## Extracted records
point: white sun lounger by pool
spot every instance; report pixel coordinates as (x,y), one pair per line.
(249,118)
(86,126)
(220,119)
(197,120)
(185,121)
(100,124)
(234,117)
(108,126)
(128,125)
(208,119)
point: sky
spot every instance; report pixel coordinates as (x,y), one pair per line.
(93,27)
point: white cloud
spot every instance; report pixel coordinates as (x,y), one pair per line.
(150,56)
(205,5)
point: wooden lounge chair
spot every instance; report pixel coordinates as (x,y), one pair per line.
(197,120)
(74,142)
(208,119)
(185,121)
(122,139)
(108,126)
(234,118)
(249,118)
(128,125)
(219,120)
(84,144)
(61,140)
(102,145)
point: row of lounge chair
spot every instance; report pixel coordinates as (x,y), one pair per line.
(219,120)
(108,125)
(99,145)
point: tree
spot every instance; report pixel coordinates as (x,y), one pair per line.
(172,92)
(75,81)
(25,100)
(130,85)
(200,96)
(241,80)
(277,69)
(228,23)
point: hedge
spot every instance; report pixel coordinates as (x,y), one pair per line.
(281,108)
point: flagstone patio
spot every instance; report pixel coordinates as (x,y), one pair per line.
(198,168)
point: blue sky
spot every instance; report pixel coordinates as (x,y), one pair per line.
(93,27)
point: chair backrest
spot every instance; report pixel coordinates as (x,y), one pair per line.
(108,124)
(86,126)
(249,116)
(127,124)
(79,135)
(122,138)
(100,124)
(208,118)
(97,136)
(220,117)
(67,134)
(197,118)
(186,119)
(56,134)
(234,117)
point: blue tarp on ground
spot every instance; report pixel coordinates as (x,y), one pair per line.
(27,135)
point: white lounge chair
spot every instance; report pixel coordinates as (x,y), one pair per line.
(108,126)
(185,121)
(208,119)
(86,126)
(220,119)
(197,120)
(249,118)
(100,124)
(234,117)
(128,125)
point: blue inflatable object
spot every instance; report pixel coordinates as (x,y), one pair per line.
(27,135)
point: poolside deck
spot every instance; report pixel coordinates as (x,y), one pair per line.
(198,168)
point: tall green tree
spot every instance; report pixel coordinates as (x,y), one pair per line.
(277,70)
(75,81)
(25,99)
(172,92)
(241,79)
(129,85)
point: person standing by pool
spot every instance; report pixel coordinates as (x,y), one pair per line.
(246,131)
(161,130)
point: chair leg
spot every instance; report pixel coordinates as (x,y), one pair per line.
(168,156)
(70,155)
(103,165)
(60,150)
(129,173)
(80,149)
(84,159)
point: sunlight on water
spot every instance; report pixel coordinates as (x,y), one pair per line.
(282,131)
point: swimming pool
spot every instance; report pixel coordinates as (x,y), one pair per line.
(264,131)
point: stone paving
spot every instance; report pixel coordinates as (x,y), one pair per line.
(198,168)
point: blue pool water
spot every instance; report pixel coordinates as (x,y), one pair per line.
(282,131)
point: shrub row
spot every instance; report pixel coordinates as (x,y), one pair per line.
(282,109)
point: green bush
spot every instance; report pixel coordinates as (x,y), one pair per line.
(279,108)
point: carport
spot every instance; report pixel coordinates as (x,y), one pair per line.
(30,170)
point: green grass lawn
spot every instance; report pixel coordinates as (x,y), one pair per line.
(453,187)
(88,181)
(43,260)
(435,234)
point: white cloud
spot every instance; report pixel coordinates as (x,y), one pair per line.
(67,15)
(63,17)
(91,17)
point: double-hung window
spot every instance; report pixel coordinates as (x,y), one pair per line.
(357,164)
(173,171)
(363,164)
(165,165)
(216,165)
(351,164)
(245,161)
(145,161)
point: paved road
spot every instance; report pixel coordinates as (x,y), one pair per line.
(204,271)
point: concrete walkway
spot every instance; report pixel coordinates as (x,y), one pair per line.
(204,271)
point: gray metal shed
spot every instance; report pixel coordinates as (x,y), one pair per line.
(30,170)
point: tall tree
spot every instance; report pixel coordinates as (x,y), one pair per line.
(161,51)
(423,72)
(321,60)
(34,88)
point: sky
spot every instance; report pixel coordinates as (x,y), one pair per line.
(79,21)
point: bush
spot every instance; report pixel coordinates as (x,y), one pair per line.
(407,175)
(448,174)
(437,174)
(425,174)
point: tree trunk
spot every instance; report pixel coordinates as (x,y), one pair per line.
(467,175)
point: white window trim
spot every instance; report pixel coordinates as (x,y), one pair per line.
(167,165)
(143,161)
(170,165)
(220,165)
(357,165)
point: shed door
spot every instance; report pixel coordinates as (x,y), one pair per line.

## Request
Rewrite every line from the line with "point: bush" through the end of the entries, requests included, with each coordinate in the answers multiplied by 0.5 and rounded to a whole number, halves rounding up.

## The completed task
point: bush
spot every instance; report pixel coordinates as (x,y), one pair per line.
(204,88)
(224,87)
(219,87)
(213,87)
point: tree trunk
spot every instance; report pixel coordinates as (x,y), one pair per line.
(234,88)
point: white window trim
spot every instance; report pixel coordinates as (x,y), one pair per line.
(84,83)
(72,81)
(85,83)
(110,83)
(179,83)
point: shed door
spot every instance; report pixel coordinates as (x,y), one pair per line.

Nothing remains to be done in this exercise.